Task list:
**A.** In the internship posting, what is the internship primarily focused on?
**B.** Extend the internship posting, picking up after its final line.

Given passage:
============================================================

About us:

At Ludwig Computing, we are solving the energy efficiency problem of intelligent compute. Our novel co-designed approach is optimized to deliver radical improvements in energy efficiency and performance for various AI workloads. We are building a future where high performance computing is powered by leaner, smarter, and extremely efficient hardware and software platforms. Join us at the ground floor as we build the future of intelligent compute.

About the Role

We are looking for a technically exceptional and intellectually curious Hardware Design Engineer intern who is passionate about hardware acceleration and wants to work on cutting-edge compute platforms. You will work directly with the founding team to assist in implementing and validating core logics, processing algorithms, and other subsystems. This is a hands-on, research-meets-build role in developing custom blocks for advanced computational workloads. This internship is primarily focused on ASIC-level design, including RTL development, synthesis, and physical design readiness, with opportunities to explore FPGA-based prototyping and system-level integration as part of our broader hardware development process.

Responsibilities

• Contribute to RTL-level design and microarchitecture development in Verilog or SystemVerilog
• Perform functional simulation, debugging, and testbench development
• Support synthesis, static timing analysis, and LINTing/CDC checks
• Collaborate on design partitioning and integration with system-level blocks
• Explore PPA tradeoffs (power, performance, area) for candidate logic blocks
• Work with physical design constraints, floorplanning, and placement inputs when needed

Requirements

• Strong understanding of digital design fundamentals, including finite state machines, pipelining, and timing closure
• Experience writing RTL in Verilog or SystemVerilog
• Familiarity with ASIC design tools and flows (e.g., Synopsys Design Compiler, Cadence Genus, or open-source equivalents)

============================================================

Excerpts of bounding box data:
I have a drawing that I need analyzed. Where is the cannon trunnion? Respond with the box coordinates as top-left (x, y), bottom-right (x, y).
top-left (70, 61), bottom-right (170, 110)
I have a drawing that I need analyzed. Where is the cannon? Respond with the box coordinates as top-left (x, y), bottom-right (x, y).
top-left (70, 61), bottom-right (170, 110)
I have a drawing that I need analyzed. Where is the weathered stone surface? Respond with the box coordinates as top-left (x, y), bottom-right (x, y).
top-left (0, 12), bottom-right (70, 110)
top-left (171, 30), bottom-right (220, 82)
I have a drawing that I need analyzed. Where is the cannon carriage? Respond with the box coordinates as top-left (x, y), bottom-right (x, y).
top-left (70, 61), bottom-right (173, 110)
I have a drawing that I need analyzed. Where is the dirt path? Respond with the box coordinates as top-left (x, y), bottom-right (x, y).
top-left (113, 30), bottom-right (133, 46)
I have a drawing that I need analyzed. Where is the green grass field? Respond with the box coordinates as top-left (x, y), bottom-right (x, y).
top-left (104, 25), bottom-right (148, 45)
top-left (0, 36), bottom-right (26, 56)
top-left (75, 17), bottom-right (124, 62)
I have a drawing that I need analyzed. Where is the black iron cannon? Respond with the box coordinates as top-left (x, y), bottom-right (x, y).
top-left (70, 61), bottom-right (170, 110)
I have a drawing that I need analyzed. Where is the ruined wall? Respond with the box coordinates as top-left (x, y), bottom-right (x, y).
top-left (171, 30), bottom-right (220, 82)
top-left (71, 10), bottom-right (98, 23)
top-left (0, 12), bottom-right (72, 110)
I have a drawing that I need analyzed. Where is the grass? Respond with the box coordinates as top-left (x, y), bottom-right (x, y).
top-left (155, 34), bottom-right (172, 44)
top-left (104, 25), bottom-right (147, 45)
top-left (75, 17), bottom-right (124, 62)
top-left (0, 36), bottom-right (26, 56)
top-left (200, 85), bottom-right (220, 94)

============================================================

Expected answers:
**A.** ASIC-level design, including RTL development, synthesis, and physical design readiness.

**B.**
• Understanding of synthesis and logic optimization concepts
• Ability to work with waveform viewers, simulation tools, and debug workflows
• Currently pursuing a degree in engineering (preferably Electrical Engineering, Computer Science)

Bonus if You Have

• Experience with OpenCL or HLS-based design targeting FPGA
• Exposure to numerical computing, inference workloads, or custom arithmetic units
• Familiarity with hardware/software co-design and system-level integration
• Prior work with FPGA development boards
• Understanding of memory system tradeoffs
• Interest in or exposure to ASIC design concepts, such as synthesis, floorplanning, or RTL-to-GDS toolchains
• Familiarity with analog or mixed-signal concepts where digital logic interacts with real-world signals (e.g., comparators, sense amplifiers, DACs)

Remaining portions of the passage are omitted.